This one we're looking at.
I knew it based on my guess where.
Over three different time periods.
Oh, yes.
We're going to do a War of the World's trilogy.
Whoa.
War of the Willergy.
That's right.
Exactly.
Okay.
War of the Willey G.
That's good too.
Thank you.
It's not that good.
No.
Sounds weird of that,
isn't it?
It does.
So please leave it like for
The War of the Worlds from 1953.
I think we're removed the The
it's cleaner.
Do you think so?
Yes.
Well, they didn't.
They've done it, haven't that?
Yeah, it is too late for me to recommend that, really.
Now, at this point,
you'd probably know this.
Yeah, what was War of the World's famous for at this point?
Before this movie, let's say.
Oh, before this.
It was the book, actually.
The book, first base.
It wasn't the book.
Shut up.
You've never read a book.
You always say you're going to read a book for this.
I'm going to read a book.
It's what you say and then you don't.
Yeah, usually.
Yeah.
But after the book, yuck, there was the radio play.
Yeah.
Which told people right up top, they're like right up the top, first of all, like and subscribe.
It's me, Austin Wells.
Hit that bell notification on your radio so you get more of these.
But just to be clear, this is a fake thing.
Yeah.
This isn't a real alien invasion, but for some reason only this radio station is.
is carrying that news.
This is a fake.
This is a play.
This is a radio play.
But then a lot of people, I guess, didn't tune in.
Yeah.
Because they were busy.
They were busy.
They were down the coal mines.
Playing, by the way, not even working, just mucking around.
Yeah, that sounds about right, doesn't it?
Yeah.
Anyway, there was a bit of a kerfuffle in real life.
That's it.
So, yeah, it spooked to some people for real.
Though I think stories of that have been exaggerated.
For sure.
Most people were just like, yeah, this is a story.
This is based on that book, that famous.
book, even more famous than this
Orson-Well's version.
Come on.
That's what they were saying to each other,
maybe the reports of people, you know,
freaking out in the streets.
Yeah.
The old time the equivalent of that time
that big fan of Rick and Morty
stood on the counter of that fast food restaurant.
Yeah, yeah.
Screaming and jumping up and down
because they didn't have his Seshwan sauce.
But look, like in the future,
people are going to be like,
everybody in the 21st century was jumping up and down
because they didn't get their Setschwan sauce.
Everybody was.
We should have been.
We should have been. Absolutely.
We should have been in the streets.
But it was just that guy
It was just that guy, yeah
So yeah, after the success of that in 1938
There was a push to make this into a movie
I think that went Austin Wells moved to the movies
They're like, you should do the War of the World
And he's like, I'd rather make some of the greatest movies ever made
But we'll do your War of the World's crap later, honestly
And then I want to be a big robot planet
That's right
I want to die being a big robot planet
I want my last words on screen to be
Hey, yeah, sure
You know, remember that?

:::::

What you need to do →
1/ In the transcript, what year is given for the success of the radio play?
2/ Transcribe everything in the transcript from "It's not that" down to "Well, they didn't.".
3/ According to the transcript, why does one speaker think the "The" should be removed from the title of the 1953 film?

Dataset excerpts →
:::::

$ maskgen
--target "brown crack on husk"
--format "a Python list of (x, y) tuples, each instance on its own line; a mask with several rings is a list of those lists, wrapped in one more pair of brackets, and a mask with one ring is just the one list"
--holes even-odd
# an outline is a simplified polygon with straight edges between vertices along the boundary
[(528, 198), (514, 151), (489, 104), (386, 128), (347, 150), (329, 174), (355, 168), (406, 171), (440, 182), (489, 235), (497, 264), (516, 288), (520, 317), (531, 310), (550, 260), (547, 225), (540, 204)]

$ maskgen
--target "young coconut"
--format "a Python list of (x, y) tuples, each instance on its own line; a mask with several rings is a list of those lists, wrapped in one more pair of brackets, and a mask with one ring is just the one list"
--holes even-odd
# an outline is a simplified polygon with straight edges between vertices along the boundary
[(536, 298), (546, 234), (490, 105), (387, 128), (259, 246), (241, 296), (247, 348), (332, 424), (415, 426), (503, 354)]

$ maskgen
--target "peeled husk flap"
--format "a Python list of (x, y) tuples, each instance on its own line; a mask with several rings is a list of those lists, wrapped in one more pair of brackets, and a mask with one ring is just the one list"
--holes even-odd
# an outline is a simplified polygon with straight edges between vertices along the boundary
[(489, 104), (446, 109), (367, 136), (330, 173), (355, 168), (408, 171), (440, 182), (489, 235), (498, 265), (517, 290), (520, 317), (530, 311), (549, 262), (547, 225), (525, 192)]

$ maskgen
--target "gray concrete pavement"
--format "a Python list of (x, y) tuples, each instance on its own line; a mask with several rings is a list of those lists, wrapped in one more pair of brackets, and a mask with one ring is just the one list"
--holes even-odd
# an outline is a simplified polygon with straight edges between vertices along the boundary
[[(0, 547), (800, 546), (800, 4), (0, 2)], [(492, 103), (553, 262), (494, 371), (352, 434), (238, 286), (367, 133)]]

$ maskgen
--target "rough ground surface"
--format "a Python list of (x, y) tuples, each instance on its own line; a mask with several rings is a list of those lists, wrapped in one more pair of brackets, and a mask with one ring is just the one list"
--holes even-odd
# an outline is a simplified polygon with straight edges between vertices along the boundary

:::::

Correct answers →
1/ 1938

2/
It's not that good.
No.
Sounds weird of that,
isn't it?
It does.
So please leave it like for
The War of the Worlds from 1953.
I think we're removed the The
it's cleaner.
Do you think so?
Yes.
Well, they didn't.

3/ The speaker thinks removing "The" from "The War of the Worlds" makes the title cleaner.